* [Brief 1]
In the Aphrodite thread, which function's description was the first commenter asking about?
* [Brief 2]
In the Aphrodite thread, rewrite the paragraph beginning "The feature vector is basically" more briefly, keeping its main facts.

OHDSI / Aphrodite

[in development]
Apache License 2.0
37 stars 15 forks source link

FAQ's - APHRODITE functions? #9

Closed SSMK-wq closed 4 years ago

SSMK-wq commented 4 years ago

Hello @jmbanda ,

I was referring the APHRODITE manual and came across this func called buildFeatureVector?

May I kindly request you to help me understand what does the below statemeant mean?

"Returns a patient feature vector (divided by feature sets)."

I understand each patient can have multiple features based on the number of drug concepts, visit concepts, lab concepts etc.

But may I know what does divide by feature set mean here?

Can you explain this with an example please? So that I can clearly understand what APHRODITE does under the hood and learn to use it in the correct way?

jmbanda commented 4 years ago

The feature vector is basically all of the patient's features like you mention, and it is divided by feature types. In other words, what I meant to say here is that first it has all the conditions, then all the drugs, then labs, etc. (or whatever combination of those you select). In row representation you have:

PatientID | drug1 | drug2 | drug3 |....... |lab 1| lab 2| lab 3 | ....... |procedure 1| procedure 2| procedure 3|

It just orders them that way.

* [Record set]
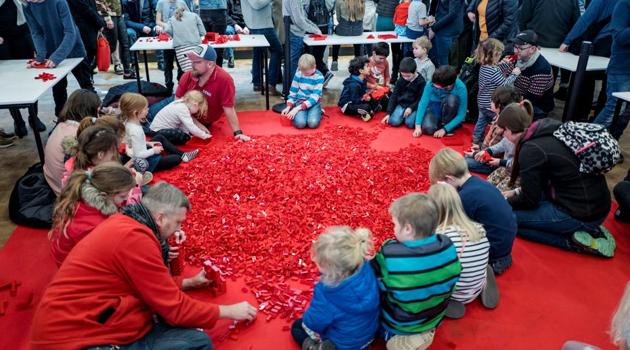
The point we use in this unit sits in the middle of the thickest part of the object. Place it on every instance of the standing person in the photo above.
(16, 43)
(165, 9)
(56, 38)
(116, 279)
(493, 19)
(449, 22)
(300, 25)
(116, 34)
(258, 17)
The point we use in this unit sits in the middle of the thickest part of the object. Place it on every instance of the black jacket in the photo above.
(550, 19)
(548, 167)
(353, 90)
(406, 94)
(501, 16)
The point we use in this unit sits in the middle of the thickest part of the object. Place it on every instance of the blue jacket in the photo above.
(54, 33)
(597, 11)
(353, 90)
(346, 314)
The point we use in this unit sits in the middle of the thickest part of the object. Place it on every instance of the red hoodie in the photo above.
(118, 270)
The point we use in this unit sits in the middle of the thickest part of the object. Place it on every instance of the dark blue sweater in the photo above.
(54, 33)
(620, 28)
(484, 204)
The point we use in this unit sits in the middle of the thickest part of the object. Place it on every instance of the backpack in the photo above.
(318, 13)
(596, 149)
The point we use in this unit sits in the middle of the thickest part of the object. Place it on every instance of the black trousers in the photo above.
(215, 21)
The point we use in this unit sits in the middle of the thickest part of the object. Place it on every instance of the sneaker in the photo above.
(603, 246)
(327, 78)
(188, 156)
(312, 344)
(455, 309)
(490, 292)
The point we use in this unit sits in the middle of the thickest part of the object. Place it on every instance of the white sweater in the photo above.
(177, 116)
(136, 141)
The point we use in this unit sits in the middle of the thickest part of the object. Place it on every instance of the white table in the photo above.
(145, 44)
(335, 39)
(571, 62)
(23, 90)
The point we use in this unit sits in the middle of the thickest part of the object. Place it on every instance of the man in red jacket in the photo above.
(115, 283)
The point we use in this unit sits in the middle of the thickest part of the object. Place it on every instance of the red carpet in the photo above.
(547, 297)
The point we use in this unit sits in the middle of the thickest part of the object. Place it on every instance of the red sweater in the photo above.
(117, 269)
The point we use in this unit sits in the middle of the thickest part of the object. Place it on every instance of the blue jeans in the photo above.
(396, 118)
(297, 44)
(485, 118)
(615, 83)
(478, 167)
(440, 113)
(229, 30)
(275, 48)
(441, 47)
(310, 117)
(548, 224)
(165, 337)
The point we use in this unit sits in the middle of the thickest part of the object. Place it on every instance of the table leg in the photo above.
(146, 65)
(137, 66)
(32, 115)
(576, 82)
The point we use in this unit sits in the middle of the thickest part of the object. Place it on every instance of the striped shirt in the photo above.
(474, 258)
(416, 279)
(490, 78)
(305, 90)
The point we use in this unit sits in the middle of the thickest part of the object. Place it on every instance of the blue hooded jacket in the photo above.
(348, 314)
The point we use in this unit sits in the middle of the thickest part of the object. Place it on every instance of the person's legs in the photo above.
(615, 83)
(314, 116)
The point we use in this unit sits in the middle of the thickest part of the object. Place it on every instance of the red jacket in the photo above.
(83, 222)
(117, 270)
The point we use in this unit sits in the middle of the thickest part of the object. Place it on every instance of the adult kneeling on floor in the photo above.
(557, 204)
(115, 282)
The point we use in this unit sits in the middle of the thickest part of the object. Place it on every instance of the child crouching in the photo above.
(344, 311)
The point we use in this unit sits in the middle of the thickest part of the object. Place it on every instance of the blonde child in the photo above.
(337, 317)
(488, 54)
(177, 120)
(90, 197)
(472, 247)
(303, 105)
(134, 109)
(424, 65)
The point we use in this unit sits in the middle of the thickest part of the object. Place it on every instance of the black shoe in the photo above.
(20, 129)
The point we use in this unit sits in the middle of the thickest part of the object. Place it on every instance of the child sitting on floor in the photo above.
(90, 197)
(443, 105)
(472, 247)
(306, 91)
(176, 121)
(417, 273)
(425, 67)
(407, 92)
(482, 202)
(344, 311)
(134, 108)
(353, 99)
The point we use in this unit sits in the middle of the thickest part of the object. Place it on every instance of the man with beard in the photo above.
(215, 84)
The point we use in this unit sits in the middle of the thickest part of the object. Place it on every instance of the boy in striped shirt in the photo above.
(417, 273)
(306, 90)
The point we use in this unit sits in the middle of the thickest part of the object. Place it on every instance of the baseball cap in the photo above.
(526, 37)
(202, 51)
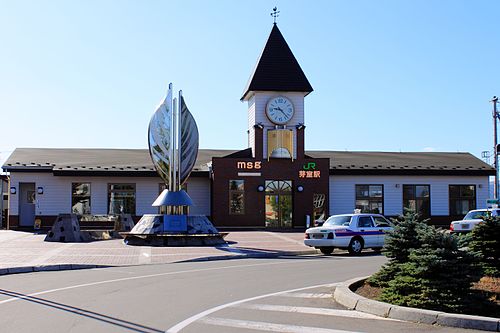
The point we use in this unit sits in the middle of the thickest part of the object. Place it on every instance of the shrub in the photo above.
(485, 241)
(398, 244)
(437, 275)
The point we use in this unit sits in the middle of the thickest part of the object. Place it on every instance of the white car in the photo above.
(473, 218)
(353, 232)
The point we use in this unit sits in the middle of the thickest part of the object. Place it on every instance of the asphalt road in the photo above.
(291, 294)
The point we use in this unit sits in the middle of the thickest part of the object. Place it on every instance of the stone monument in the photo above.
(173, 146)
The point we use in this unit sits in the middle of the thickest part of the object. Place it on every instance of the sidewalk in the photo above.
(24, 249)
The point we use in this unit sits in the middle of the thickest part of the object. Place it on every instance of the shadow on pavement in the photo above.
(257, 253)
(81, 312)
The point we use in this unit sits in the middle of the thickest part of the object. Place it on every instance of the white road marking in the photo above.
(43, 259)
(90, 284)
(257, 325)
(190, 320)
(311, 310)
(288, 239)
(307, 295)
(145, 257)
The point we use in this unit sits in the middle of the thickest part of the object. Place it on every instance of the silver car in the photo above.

* [Expected answer 1]
buildFeatureVector

* [Expected answer 2]
The feature vector holds all of a patient's features, grouped by feature type: first all conditions, then all drugs, then labs, and so on, or whichever combination of these is selected.